**Given request**
Proceed with the article on Austrian lace in Nigeria, picking up after its final sentence.

**Selection**
[start]

On Wednesday, February 11, 2026, that fabric took centre stage at Sky Restaurant, Eko Hotel and Suites, Victoria Island. The Austrian Lace Appreciation Event, known as ALAE, returns for its second edition, invitation-only and deliberately intimate.
The premise is as follows: the Austrian Embassy’s Commercial Section in Lagos, working with lace manufacturers from Vorarlberg, is honouring Nigerian merchants who have sustained this trade for decades. These sellers keep Austrian lace present, desirable, and legitimate in Nigeria’s crowded textile market.
This matters because the relationship is old. Since the 1960s, embroidered lace from western Austria has shaped Nigerian ceremonial dressing. Import bans came and went, and tastes shifted, but the lace remained, anchored by merchants who understood provenance and protected it.
The thing is, these traders rarely get public credit. Normally called the Lace Ladies, they operate a form of custodianship. They teach buyers how to spot originals, refuse shortcuts, and carry reputations built across generations, not seasons. ALAE exists to formalise that trust, with certificates of excellence serving as legitimation in a market flooded with imitations.

[end]

(Records excerpted from a collection)
[start]

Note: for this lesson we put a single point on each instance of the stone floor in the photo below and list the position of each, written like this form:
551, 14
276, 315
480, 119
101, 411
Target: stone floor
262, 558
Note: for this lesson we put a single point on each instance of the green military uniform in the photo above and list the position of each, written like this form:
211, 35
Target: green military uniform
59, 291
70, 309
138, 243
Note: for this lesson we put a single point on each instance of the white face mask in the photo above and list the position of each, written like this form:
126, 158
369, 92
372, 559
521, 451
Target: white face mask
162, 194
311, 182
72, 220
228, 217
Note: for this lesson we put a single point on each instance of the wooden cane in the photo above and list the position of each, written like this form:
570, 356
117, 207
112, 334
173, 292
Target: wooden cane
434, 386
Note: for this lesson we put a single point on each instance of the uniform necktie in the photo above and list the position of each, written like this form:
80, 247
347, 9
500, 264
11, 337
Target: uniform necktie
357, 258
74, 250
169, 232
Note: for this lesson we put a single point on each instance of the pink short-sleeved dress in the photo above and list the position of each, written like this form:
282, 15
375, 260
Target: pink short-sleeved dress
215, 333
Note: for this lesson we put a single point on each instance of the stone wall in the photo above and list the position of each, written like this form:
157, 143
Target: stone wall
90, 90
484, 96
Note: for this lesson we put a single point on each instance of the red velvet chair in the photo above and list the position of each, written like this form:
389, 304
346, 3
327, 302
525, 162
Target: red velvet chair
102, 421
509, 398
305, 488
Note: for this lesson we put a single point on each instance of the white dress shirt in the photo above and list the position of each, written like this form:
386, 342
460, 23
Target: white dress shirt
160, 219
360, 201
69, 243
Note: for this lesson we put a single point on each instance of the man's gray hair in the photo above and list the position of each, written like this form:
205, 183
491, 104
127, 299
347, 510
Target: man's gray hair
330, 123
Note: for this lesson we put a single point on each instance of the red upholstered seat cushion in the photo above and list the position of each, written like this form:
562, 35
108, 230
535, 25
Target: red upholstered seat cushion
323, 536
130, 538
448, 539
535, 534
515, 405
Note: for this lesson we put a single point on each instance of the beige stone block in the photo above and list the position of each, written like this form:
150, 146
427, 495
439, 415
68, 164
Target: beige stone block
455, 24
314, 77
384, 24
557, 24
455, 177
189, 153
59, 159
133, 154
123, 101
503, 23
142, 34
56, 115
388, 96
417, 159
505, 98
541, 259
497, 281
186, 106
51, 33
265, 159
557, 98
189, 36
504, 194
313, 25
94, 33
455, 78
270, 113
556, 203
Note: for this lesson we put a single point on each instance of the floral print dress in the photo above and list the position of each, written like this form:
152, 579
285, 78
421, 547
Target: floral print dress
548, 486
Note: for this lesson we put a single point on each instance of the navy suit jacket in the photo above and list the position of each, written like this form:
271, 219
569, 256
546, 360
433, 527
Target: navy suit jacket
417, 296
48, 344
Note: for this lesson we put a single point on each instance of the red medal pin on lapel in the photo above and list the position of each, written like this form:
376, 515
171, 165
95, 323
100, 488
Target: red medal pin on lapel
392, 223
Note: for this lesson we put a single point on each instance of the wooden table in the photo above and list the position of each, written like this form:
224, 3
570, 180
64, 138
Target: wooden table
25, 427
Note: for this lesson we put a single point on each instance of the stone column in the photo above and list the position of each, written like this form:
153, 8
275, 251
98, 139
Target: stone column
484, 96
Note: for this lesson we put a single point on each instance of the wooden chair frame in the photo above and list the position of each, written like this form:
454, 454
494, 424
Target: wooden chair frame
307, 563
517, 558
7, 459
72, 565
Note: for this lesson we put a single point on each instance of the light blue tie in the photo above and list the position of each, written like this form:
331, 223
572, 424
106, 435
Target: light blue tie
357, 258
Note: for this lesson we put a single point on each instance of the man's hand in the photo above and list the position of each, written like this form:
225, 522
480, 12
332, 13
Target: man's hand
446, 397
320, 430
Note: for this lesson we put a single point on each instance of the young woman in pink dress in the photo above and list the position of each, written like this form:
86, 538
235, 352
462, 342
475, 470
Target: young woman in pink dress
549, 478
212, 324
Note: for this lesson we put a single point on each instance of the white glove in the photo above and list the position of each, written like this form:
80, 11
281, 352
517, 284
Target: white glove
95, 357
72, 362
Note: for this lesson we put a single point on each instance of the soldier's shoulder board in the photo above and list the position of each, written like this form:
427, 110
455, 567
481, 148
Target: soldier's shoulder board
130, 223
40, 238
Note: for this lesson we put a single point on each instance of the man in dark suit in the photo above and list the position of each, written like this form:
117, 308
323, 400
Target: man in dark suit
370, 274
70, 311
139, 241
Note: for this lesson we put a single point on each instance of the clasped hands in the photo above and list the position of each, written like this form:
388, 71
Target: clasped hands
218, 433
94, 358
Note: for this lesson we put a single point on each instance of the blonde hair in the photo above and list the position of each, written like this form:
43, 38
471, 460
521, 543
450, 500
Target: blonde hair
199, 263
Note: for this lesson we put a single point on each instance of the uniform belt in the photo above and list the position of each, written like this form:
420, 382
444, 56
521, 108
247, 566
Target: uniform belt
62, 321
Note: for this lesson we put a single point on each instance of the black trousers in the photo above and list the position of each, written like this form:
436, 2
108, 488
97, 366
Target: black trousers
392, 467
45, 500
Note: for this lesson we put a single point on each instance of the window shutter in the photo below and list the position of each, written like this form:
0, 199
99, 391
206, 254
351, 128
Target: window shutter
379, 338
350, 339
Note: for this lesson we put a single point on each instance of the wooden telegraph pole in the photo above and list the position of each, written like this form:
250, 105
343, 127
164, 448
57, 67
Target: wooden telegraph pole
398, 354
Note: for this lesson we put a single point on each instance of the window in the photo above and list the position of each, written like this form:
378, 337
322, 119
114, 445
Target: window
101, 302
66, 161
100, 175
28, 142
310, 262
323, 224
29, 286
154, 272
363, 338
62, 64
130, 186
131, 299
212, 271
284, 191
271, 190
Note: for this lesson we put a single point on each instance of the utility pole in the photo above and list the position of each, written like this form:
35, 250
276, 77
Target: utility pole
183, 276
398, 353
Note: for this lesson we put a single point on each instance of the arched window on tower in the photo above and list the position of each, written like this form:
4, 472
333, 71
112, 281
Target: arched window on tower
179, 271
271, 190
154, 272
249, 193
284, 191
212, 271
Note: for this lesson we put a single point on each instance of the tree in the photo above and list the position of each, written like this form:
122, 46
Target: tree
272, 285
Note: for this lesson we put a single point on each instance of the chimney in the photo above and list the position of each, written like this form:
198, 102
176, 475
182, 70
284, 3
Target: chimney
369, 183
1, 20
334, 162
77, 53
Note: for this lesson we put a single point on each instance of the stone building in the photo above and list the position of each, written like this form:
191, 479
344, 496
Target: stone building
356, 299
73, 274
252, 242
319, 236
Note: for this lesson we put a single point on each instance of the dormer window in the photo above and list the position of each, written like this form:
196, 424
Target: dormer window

[end]

**Result of the task**
This year adds texture. Five Austrian manufacturers, Riedmann, Oscar, HOH, Scheffknecht, and Amann, will showcase new materials. Nigerian designers translate them. Lanre Da Silva Ajayi brings polish. Aramanda brings restraint. Younger designers push the lace into new silhouettes.
Barbara Lehninger, the Austrian Embassy’s Commercial Counsellor, calls it an elevated celebration. Hosted again by Ify Igwe, with live performances and diplomatic attendance, the evening is there to blend ceremony with ease.
These all make more sense given that nearly half of Austria’s lace exports still come to Nigeria. It is proof that this trade survives because merchants here refused to treat excellence as a sinecure.